Work instructions =>
In the HoneySQL question mark thread, update the stretch from "field ? something" through "other than JDBC?" by changing "JDBC" to "the JDBC driver".

What is the simplest way to render the following expression with a single question mark?
field ? something
When I try [:? :field ...] it produces double ?? which is not an option in my caseI've figured out with this:
(sql/register-op! (keyword ""))
[(keyword "") field [:raw "?"] fields]
which produces
field ? ...
with extra spaces around the question mark. Is there a better solution?JDBC expects ?? and turns it back to ? as part of parameter substitution.
(this has come up before)
The honey.sql.pg-ops ns defines ? as a symbol that you can use instead of :? if you want (that ns exists mostly for the ops that cannot be represented as keyword literals in Clojure).
So, the answer to your question is: yes, the better solution is just to use :? 🙂
Can you explain why ?? is not an option for you? Are you using HoneySQL to generate SQL that you are using somewhere other than JDBC?
yeah I remember that issue with ?? and ? which I rose by mistake. I'll take a look at the pg-ops, thank you!
I'm building a complex JSONpath expression. It's an internal sublanguage in Postgres to query JSONb blobs. It has @@ , @? and ? operatos
But no, the ps-ops namespace didn't work. It still generates ??
Just for the reference: https://www.postgresql.org/docs/current/functions-json.html#FUNCTIONS-SQLJSON-PATH
> It still generates ??

Object position labeling entries:

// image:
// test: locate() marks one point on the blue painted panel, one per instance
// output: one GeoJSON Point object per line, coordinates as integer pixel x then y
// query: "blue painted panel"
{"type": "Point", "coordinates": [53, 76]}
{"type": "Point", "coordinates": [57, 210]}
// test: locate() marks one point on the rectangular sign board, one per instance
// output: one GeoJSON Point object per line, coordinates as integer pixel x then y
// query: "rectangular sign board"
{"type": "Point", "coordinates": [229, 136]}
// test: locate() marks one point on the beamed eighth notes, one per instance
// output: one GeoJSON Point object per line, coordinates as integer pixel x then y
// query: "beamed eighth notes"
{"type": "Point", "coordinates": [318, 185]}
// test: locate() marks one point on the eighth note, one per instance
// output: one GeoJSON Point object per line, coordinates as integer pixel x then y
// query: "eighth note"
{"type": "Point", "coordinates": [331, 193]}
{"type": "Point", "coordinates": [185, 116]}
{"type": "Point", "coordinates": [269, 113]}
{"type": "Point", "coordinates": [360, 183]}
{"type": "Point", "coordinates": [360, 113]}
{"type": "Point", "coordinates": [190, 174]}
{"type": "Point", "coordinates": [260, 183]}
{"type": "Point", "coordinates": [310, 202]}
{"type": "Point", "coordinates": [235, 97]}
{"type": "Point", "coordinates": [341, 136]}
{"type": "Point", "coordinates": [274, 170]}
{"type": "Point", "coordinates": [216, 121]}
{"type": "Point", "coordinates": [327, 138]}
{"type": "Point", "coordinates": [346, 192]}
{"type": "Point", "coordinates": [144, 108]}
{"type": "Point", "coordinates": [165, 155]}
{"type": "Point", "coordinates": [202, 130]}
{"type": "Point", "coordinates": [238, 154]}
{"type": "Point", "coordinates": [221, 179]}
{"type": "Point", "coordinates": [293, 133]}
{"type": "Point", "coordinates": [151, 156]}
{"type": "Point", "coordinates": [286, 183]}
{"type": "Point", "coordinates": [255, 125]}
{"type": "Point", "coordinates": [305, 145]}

Full solution =>
field ? something
When I try [:? :field ...] it produces double ?? which is not an option in my caseI've figured out with this:
(sql/register-op! (keyword ""))
[(keyword "") field [:raw "?"] fields]
which produces
field ? ...
with extra spaces around the question mark. Is there a better solution?the JDBC driver expects ?? and turns it back to ? as part of parameter substitution.
(this has come up before)
The honey.sql.pg-ops ns defines ? as a symbol that you can use instead of :? if you want (that ns exists mostly for the ops that cannot be represented as keyword literals in Clojure).
So, the answer to your question is: yes, the better solution is just to use :? 🙂
Can you explain why ?? is not an option for you? Are you using HoneySQL to generate SQL that you are using somewhere other than the JDBC driver?